> _WORK REQUIRED_
Every line below is to be quoted exactly, with nothing added or dropped.

> _WORKING DATA_
______

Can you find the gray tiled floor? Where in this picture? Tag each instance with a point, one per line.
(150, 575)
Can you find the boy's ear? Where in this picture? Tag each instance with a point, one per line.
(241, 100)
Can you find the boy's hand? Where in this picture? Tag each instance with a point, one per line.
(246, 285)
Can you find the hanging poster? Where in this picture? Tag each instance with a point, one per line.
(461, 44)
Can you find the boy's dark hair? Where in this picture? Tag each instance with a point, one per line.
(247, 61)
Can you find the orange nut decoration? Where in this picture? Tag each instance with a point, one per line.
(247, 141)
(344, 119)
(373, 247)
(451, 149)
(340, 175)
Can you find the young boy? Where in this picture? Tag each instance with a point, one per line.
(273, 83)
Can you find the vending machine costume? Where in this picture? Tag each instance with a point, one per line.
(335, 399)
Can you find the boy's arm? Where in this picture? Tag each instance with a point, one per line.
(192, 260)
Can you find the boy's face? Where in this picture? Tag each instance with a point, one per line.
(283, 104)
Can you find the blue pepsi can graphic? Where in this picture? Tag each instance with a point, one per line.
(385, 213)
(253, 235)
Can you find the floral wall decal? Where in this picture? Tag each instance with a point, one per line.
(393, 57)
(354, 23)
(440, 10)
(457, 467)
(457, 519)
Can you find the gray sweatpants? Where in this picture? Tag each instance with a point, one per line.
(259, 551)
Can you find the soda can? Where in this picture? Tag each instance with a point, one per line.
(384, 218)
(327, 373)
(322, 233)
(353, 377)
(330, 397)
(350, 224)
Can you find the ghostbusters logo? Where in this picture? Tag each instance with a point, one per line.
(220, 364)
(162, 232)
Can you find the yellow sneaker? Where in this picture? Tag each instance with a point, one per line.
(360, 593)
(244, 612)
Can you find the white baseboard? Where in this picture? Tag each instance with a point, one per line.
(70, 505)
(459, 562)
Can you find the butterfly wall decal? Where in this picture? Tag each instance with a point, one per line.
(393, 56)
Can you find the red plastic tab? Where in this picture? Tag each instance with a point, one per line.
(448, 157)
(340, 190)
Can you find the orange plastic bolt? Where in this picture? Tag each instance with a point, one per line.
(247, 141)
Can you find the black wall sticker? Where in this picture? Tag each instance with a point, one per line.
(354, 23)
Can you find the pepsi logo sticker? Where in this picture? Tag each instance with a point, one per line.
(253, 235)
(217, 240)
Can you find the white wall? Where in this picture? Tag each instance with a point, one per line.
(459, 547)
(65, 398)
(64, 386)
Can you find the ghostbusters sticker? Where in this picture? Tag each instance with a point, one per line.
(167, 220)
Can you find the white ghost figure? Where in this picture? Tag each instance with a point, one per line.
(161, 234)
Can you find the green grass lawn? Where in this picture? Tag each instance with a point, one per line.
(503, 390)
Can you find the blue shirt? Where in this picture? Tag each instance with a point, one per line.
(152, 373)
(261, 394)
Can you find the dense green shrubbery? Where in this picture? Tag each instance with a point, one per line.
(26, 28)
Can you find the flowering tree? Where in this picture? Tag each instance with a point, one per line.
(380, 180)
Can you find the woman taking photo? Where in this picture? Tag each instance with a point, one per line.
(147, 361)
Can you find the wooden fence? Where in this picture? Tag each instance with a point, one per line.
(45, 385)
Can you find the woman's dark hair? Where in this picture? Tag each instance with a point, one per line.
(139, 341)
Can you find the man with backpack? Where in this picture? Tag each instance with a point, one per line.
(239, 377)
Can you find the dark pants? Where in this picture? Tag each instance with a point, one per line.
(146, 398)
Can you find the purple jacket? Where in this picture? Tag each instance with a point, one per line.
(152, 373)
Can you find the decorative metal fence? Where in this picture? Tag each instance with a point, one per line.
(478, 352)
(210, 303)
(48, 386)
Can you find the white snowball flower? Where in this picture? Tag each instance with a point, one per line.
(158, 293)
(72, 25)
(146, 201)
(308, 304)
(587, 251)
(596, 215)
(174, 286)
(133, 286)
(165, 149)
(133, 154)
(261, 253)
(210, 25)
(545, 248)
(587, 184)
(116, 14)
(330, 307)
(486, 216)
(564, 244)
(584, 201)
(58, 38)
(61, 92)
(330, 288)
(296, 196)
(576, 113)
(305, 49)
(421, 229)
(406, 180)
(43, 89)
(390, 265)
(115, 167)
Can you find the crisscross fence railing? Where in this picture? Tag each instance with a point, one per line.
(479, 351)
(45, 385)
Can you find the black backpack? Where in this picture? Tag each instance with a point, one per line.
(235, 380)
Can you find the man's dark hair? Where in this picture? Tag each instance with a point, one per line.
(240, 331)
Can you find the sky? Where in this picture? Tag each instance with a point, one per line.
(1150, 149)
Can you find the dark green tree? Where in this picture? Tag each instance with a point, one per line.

______

> _TASK OUTPUT_
Can you find the gray tiled floor? Where in this picture? Tag each instance with a point, one per line.
(150, 575)
Can you find the boy's ear? Where in this picture? Tag each instance with a point, one per line.
(241, 100)
Can you find the boy's hand? Where in this picture? Tag each instance with a point, one per line.
(246, 285)
Can you find the hanging poster? Where in this picture? Tag each instance with a point, one per line.
(461, 44)
Can you find the boy's dark hair? Where in this picture? Tag each instance with a point, one per line.
(247, 61)
Can you find the orange nut decoration? Where in this picture? Tag each instance with a point, one per line.
(247, 141)
(344, 119)
(373, 247)
(451, 149)
(340, 175)
Can you find the young boy? Where in this picture? Tag each instance with a point, one per line.
(273, 83)
Can you find the vending machine costume? Where in this picture? Tag each instance with a point, one per line.
(335, 399)
Can you find the boy's arm? Where in this picture? Tag each instance with a point, one per line.
(192, 260)
Can you find the boy's face? Where in this picture? Tag each instance with a point, one per line.
(283, 104)
Can you find the blue pepsi can graphic? Where in this picture? Tag each instance with a point, one per line.
(385, 213)
(253, 235)
Can you find the floral wall decal? Where in this picture? Tag each instance with a point, one per line.
(393, 57)
(354, 23)
(440, 10)
(457, 467)
(457, 519)
Can you find the gray sweatpants? Where in this picture? Tag each instance with a point, one per line.
(259, 551)
Can you find the soda can? Where in this picture? Tag each instance with a point, one per line.
(384, 218)
(327, 373)
(322, 233)
(353, 377)
(330, 397)
(350, 224)
Can you find the ghostbusters logo? Where in this picture? Tag each instance with a point, one per line.
(220, 364)
(162, 232)
Can you find the yellow sneaker? Where in this picture? Tag each instance with a point, one per line.
(360, 593)
(244, 612)
Can you find the white baseboard? Where in this picture? Tag each instance with a point, one per line.
(70, 505)
(459, 562)
Can you find the butterfly wall decal? Where in this picture? Tag each instance with a point, one per line.
(393, 56)
Can you find the red plastic tab? Where in this picture? Tag each instance with a point, one per line.
(448, 157)
(340, 190)
Can you find the orange plastic bolt? Where in this picture? Tag each instance with a point, one per line.
(247, 141)
Can you find the black wall sticker? Where in this picture? Tag each instance with a point, one per line.
(354, 23)
Can you find the pepsi logo sticker? Where in this picture? Tag each instance with a point, one per line.
(253, 235)
(217, 240)
Can you find the white wall? Where in this picture? Tag each instance with a point, one per line.
(459, 547)
(65, 398)
(64, 386)
Can you find the ghostbusters sticker? Where in this picture? Tag each instance with a point, one per line.
(167, 220)
Can you find the white ghost figure? Where in this picture? Tag each instance with a point, one per line.
(161, 234)
Can you find the green grass lawn? Where in this picture? Tag each instance with a point, one per line.
(503, 390)
Can you find the blue shirt? Where in this picture? Tag each instance with a point, one per line.
(152, 373)
(261, 394)
Can you find the dense green shrubbery? Where in this picture? Tag each instance with a point, one per line.
(26, 28)
Can you find the flowering tree? Where in this picture? Tag each instance with a point, one per line.
(380, 180)
Can you find the woman taking photo? Where in this picture? Tag each instance with a point, one per line.
(147, 361)
Can you find the wooden fence? Where in this picture? Tag each instance with a point, one per line.
(45, 385)
Can you find the woman's dark hair? Where in this picture? Tag each instance with a point, one per line.
(139, 341)
Can you find the man with backpack? Where in this picture? Tag each instance with a point, one per line.
(239, 377)
Can you find the dark pants? Where in this picture? Tag each instance with a point, one per line.
(146, 398)
Can you find the purple jacket? Where in this picture? Tag each instance with a point, one per line.
(152, 373)
Can you find the decorative metal fence? Where in this picture? Tag each instance with a point, one per line.
(478, 352)
(210, 303)
(48, 386)
Can you find the white snowball flower? Where in this picture? Tag each instance with a point, one per line.
(158, 293)
(72, 25)
(146, 201)
(308, 304)
(587, 251)
(596, 215)
(174, 286)
(133, 286)
(165, 149)
(133, 154)
(261, 253)
(210, 25)
(545, 248)
(587, 184)
(116, 14)
(330, 307)
(486, 216)
(564, 244)
(584, 201)
(58, 38)
(61, 92)
(330, 288)
(296, 196)
(576, 113)
(305, 49)
(421, 229)
(406, 180)
(43, 89)
(390, 265)
(115, 167)
Can you find the crisscross fence railing? Where in this picture? Tag each instance with a point, one per line.
(479, 351)
(45, 385)
Can you find the black backpack? Where in this picture? Tag each instance with a point, one per line.
(235, 380)
Can you find the man's dark hair? Where in this picture? Tag each instance with a point, one per line.
(240, 331)
Can you find the sky? Where in this picture? Tag each instance with a point, one per line.
(1150, 149)
Can you find the dark green tree? Where in this picture? Tag each instance with a point, one per line.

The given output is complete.